EXERCISE INSTRUCTIONS ▸ Your answer should be every line of the records that contains the word "below".
[Opening SUPPLIED DATA section]
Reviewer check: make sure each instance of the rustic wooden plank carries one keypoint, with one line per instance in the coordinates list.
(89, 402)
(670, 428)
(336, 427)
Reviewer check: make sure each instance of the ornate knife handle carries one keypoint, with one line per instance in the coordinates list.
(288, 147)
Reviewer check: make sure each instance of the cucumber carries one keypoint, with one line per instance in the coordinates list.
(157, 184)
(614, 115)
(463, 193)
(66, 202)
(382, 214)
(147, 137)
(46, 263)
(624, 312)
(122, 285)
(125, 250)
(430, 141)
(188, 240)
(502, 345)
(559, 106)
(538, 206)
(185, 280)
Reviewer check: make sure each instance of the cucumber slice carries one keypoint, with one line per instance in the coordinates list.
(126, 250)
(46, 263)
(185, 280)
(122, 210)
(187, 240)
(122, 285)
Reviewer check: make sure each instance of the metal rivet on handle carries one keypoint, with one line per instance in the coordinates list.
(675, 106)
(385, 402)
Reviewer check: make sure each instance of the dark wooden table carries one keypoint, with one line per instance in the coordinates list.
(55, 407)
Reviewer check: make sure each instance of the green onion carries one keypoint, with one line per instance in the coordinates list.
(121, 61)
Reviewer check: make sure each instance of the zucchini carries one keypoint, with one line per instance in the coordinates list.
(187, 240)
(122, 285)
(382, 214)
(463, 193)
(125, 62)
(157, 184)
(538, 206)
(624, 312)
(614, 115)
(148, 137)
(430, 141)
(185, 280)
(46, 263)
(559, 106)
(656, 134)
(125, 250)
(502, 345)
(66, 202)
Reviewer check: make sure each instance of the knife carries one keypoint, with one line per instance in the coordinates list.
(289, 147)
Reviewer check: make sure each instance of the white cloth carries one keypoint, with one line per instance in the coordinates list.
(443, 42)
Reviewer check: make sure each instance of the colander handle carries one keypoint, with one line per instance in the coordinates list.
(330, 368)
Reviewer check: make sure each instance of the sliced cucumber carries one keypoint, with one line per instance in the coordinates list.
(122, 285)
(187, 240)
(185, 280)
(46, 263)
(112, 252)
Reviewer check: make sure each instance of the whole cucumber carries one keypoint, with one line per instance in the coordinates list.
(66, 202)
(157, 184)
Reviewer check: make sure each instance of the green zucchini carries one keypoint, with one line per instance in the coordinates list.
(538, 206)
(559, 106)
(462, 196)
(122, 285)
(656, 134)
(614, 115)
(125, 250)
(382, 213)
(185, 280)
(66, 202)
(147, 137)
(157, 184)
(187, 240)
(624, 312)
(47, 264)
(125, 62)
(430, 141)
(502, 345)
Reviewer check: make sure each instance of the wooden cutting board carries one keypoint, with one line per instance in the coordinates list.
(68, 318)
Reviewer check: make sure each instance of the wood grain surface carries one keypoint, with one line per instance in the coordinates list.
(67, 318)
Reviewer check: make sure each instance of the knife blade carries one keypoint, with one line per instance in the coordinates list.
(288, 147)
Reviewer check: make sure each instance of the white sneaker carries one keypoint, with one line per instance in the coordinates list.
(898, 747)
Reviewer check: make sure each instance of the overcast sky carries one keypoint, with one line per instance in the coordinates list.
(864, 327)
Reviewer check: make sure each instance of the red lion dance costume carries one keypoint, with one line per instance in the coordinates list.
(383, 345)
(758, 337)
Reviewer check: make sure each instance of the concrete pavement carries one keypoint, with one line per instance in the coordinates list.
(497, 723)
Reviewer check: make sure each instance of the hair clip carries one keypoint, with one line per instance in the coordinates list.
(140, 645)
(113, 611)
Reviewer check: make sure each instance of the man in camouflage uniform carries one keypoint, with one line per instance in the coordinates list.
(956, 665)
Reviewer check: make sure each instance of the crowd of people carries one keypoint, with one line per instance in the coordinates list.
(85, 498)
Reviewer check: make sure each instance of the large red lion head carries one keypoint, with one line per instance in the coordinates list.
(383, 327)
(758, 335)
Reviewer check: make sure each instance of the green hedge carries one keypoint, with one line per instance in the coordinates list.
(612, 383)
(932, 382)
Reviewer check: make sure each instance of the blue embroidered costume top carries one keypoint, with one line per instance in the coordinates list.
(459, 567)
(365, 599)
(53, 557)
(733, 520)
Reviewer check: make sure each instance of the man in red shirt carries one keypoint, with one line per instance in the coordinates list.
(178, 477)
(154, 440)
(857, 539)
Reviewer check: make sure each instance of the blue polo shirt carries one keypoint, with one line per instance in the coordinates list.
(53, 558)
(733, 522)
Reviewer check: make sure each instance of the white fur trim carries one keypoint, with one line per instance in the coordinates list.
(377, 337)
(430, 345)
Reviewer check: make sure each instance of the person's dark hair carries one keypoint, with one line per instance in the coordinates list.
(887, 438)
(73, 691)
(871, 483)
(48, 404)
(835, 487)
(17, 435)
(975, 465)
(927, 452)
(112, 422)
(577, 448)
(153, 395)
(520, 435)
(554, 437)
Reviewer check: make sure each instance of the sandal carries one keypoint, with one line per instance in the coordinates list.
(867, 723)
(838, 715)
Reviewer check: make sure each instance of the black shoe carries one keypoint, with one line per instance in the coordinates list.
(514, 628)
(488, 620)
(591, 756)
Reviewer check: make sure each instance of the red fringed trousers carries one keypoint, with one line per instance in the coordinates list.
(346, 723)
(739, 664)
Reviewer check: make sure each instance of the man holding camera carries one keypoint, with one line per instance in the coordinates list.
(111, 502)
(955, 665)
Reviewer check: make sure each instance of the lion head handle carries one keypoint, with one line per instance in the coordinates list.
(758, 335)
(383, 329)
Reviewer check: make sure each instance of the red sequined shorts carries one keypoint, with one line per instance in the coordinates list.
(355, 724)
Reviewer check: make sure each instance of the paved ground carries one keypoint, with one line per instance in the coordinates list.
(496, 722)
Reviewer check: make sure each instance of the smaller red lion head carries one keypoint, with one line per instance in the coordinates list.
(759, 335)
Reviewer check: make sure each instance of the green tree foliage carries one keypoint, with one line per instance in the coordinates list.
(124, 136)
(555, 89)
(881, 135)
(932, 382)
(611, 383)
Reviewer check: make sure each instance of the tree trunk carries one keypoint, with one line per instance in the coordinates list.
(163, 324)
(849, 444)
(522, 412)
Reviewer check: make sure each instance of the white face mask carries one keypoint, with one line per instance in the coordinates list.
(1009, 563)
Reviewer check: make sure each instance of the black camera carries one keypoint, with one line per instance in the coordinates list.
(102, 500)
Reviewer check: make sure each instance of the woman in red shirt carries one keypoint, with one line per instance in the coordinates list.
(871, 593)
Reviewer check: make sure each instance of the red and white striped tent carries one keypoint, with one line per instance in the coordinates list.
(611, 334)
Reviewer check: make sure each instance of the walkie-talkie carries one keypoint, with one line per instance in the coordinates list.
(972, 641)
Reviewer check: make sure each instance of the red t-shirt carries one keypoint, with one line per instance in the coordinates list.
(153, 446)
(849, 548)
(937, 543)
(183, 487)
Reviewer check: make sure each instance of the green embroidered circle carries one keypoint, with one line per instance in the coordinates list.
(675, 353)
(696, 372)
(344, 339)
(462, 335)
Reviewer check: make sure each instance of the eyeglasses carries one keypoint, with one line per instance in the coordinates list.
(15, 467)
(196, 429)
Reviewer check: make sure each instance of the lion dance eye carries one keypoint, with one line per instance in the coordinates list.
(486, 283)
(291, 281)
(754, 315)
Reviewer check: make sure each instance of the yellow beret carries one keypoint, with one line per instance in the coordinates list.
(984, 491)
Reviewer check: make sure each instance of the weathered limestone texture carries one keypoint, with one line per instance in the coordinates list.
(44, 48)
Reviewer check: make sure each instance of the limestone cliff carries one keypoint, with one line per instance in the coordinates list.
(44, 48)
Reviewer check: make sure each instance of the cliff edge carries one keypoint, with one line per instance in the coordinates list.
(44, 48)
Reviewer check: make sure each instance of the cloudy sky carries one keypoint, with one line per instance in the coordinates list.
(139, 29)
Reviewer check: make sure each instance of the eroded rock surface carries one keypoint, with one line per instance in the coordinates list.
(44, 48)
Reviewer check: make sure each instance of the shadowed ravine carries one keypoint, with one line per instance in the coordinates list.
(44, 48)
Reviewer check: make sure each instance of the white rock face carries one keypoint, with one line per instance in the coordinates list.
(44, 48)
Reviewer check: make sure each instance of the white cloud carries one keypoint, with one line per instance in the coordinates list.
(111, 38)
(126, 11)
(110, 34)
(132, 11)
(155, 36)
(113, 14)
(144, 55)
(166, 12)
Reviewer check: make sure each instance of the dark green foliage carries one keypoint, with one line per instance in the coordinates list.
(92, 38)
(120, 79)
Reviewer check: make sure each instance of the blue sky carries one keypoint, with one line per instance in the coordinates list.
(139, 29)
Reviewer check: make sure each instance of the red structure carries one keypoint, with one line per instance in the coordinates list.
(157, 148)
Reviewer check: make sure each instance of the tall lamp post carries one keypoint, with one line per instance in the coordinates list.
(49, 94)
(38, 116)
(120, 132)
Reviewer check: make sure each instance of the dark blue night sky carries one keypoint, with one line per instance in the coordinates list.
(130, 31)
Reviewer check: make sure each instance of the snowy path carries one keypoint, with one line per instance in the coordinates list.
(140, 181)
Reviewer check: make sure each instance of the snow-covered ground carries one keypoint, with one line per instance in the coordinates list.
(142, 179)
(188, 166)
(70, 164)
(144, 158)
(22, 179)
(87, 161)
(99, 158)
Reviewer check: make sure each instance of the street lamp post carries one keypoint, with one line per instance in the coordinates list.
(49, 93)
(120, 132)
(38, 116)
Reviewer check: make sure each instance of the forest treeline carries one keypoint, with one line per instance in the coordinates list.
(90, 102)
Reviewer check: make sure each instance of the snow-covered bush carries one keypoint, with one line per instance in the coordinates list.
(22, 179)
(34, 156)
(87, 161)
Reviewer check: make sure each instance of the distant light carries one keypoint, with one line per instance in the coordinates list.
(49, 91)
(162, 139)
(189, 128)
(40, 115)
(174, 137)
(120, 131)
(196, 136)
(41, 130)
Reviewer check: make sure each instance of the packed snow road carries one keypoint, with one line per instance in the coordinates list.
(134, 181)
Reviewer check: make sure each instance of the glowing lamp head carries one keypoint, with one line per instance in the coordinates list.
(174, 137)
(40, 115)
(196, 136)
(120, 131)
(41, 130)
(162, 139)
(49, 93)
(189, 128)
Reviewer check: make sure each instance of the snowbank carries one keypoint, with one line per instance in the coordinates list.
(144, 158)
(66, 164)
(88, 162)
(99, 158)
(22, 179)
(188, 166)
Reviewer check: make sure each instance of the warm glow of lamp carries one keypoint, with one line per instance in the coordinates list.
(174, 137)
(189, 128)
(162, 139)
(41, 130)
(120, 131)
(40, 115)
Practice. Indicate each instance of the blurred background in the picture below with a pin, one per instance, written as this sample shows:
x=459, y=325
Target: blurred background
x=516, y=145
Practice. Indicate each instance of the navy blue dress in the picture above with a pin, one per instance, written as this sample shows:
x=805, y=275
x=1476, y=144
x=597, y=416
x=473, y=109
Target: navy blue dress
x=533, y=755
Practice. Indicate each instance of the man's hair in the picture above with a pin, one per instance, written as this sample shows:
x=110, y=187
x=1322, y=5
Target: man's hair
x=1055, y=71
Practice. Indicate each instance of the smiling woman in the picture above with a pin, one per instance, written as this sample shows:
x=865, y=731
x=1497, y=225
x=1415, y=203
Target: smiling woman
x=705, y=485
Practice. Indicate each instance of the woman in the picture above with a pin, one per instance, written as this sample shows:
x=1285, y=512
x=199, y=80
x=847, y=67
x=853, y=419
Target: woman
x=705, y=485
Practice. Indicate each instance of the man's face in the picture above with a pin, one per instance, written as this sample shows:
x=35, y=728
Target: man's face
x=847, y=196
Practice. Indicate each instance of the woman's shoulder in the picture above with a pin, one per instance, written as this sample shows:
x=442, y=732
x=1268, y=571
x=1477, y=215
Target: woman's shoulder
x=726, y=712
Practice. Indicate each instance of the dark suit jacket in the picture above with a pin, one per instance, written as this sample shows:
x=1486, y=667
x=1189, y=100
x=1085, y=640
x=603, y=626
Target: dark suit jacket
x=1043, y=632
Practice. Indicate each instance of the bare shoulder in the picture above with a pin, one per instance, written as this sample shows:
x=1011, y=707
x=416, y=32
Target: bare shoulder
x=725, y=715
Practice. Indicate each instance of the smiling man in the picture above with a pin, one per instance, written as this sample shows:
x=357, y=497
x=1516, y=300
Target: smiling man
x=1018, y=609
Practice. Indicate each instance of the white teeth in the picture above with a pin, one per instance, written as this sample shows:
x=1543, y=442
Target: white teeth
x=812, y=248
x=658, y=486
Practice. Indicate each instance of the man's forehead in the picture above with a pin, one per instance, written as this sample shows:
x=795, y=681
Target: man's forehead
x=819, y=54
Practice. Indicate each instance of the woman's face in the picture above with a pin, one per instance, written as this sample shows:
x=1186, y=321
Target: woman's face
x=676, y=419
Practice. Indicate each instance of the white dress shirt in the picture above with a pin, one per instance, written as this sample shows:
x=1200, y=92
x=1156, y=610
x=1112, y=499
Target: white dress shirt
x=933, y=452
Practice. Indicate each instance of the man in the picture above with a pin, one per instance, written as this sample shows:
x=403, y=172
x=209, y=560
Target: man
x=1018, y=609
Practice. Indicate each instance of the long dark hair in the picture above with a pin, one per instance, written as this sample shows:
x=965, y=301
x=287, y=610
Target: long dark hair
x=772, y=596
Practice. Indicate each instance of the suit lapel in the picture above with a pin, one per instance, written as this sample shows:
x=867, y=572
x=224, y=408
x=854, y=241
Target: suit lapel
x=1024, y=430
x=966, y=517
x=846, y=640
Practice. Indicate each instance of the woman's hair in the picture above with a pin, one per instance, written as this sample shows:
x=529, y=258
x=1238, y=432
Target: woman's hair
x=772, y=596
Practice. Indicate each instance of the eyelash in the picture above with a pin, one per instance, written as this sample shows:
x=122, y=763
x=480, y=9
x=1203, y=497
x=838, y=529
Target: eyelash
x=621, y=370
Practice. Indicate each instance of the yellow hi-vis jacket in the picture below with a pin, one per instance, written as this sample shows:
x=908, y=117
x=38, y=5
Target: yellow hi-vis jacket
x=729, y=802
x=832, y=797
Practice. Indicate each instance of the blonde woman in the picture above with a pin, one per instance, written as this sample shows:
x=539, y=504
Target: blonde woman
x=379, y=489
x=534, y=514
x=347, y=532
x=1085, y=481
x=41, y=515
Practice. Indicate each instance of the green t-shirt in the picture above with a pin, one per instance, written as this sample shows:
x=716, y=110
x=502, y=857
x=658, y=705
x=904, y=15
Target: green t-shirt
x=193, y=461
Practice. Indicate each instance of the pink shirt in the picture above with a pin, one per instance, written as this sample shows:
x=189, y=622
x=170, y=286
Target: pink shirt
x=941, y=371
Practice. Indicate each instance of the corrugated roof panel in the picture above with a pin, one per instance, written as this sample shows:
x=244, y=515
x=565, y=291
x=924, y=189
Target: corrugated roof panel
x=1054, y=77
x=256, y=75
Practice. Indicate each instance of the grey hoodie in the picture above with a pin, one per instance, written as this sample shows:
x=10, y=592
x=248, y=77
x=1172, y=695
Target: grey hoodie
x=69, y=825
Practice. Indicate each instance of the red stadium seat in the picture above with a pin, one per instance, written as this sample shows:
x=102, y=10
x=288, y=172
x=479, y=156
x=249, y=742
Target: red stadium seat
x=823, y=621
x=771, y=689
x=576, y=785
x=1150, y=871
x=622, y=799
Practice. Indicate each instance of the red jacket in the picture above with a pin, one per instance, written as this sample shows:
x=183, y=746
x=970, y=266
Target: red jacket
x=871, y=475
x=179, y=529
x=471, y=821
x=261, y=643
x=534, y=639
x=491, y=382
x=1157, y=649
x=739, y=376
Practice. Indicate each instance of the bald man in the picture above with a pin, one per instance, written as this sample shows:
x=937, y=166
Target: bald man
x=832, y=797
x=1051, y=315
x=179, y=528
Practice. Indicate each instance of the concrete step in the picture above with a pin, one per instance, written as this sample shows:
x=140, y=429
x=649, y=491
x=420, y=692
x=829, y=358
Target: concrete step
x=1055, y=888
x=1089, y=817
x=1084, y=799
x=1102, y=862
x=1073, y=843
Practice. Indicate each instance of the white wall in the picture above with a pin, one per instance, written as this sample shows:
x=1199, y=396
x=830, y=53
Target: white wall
[Closing SUPPLIED DATA section]
WRITTEN SOLUTION ▸
Practice. Indicate each instance of the blurred background in the picture below with a pin, one per instance, written as this sample shows:
Practice. Indicate each instance of the yellow hi-vis jacket in the picture below with a pin, one per instance, written as this sample shows:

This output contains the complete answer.